◆ DIRECTIONS:
1 > According to the water kiosk study summary, why did the study use high-frequency data in Freetown? Answer in one or two sentences.
2 > Output the water kiosk study summary word for word from "## Key findings" to "kiosk functionality (p<0.001).".
━━━ PAGE TEXT ━━━
# Assessing the functionality of a water-vending kiosk network with high-frequency instrumentation in Freetown, Sierra Leone

**Authors:** Matthew S. Falcone, Carlo Salvinelli, Taylor Sharpe, Abrassac Kamara, Evan Thomas

PMC · DOI: 10.1016/j.heliyon.2024.e29152 · Heliyon · 2024-04-08

## TL;DR

This study evaluates a water kiosk network in Freetown, Sierra Leone, using high-frequency data to assess its functionality and identify factors affecting water service.

## Contribution

The study introduces high-frequency instrumentation to monitor and model water kiosk functionality in an urban low-income setting.

## Key findings

- 34% of kiosks were operational, 30% offline, and 35% empty.
- Modeling revealed trends in water supply, demand, and withdrawal capacity.
- Several predictors significantly influenced kiosk functionality (p<0.001).
━━━ MATERIAL SHOWN ━━━
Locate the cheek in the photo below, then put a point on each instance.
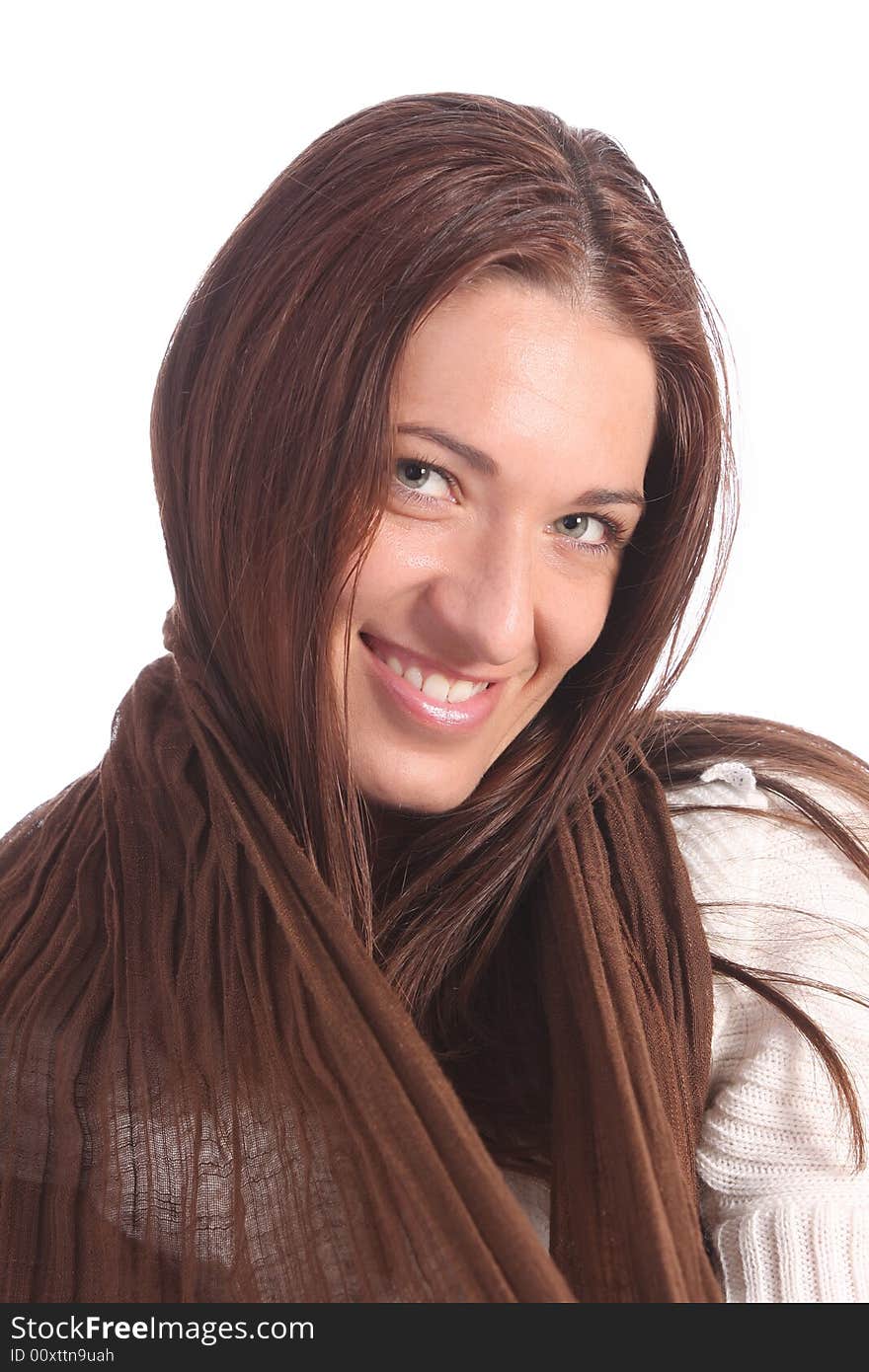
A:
(578, 625)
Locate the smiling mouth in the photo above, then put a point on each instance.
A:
(425, 672)
(429, 711)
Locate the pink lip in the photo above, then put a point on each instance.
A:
(453, 717)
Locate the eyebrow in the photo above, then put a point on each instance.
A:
(486, 465)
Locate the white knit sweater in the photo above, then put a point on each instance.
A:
(785, 1213)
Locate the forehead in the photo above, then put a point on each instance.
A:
(510, 364)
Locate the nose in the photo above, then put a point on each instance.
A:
(482, 604)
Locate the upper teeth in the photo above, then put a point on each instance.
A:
(435, 685)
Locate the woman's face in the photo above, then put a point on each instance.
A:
(496, 567)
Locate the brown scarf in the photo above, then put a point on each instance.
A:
(213, 1094)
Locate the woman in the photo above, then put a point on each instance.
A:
(391, 935)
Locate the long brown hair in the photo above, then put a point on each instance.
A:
(272, 439)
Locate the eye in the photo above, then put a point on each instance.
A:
(422, 472)
(414, 470)
(614, 533)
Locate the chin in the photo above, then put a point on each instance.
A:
(418, 799)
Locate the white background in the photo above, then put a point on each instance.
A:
(137, 137)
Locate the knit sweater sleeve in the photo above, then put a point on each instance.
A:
(785, 1212)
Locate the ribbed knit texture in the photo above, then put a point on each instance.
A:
(787, 1217)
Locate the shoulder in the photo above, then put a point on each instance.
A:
(770, 883)
(785, 1212)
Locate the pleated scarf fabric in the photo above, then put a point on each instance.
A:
(210, 1091)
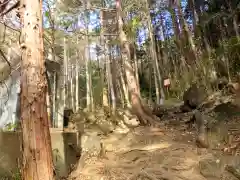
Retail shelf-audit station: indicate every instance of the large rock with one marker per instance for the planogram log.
(193, 97)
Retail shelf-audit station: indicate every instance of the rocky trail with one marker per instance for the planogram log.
(168, 152)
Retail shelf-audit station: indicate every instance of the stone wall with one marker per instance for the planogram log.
(63, 152)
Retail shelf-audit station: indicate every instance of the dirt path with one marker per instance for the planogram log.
(156, 154)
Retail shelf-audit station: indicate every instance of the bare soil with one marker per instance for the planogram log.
(166, 153)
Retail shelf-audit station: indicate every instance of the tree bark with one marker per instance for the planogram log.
(145, 116)
(36, 145)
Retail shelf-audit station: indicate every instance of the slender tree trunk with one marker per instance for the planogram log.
(110, 80)
(154, 56)
(143, 114)
(77, 86)
(65, 74)
(36, 144)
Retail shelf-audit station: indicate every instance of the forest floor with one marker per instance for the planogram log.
(165, 153)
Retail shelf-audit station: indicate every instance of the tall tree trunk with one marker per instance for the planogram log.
(110, 80)
(36, 142)
(65, 79)
(77, 85)
(143, 114)
(154, 55)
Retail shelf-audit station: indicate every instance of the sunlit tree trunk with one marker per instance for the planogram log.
(36, 142)
(65, 78)
(153, 53)
(110, 80)
(125, 89)
(90, 105)
(77, 85)
(54, 98)
(144, 116)
(192, 56)
(72, 88)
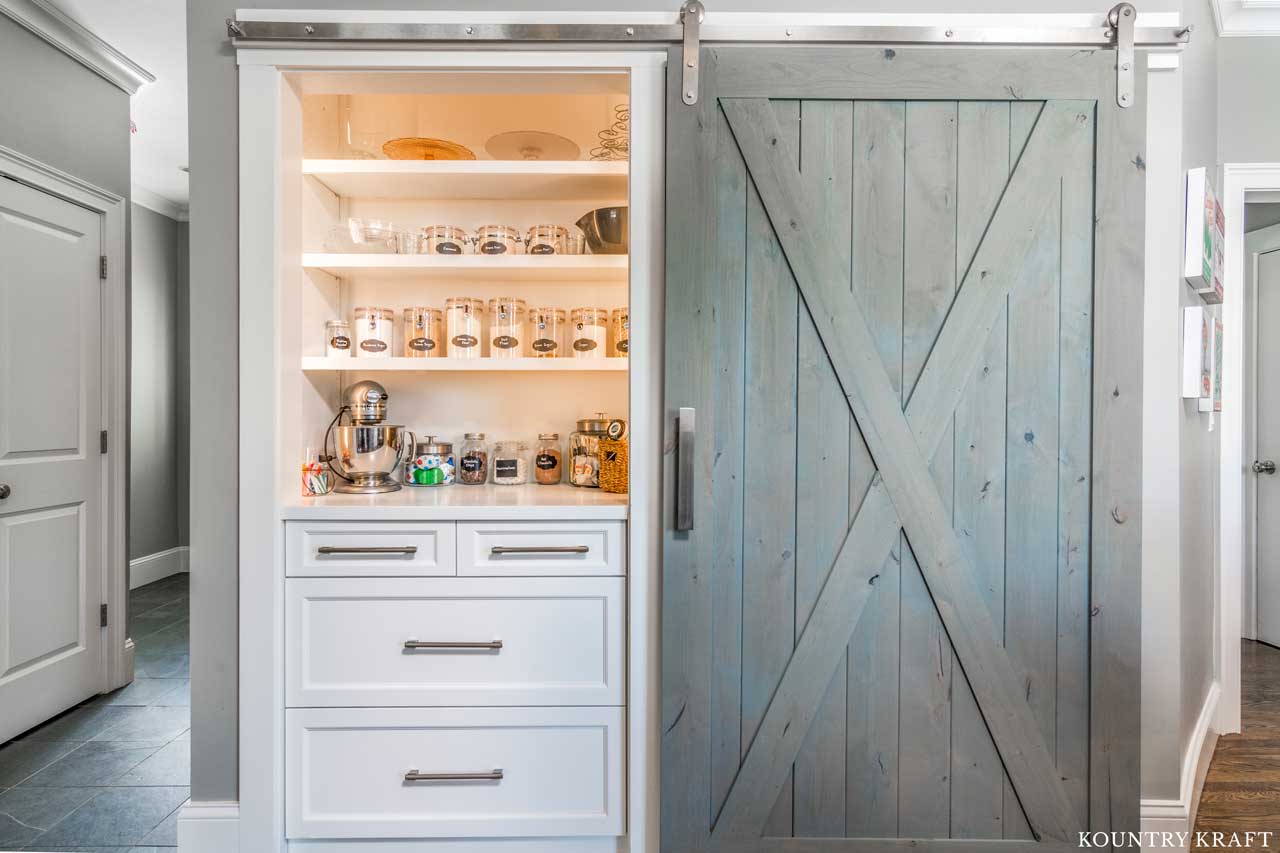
━━━
◆ TASK SOLUTIONS:
1 > The study used high-frequency data to assess the functionality of the water kiosk network in Freetown, Sierra Leone, and to identify factors affecting water service.

2 >
## Key findings

- 34% of kiosks were operational, 30% offline, and 35% empty.
- Modeling revealed trends in water supply, demand, and withdrawal capacity.
- Several predictors significantly influenced kiosk functionality (p<0.001).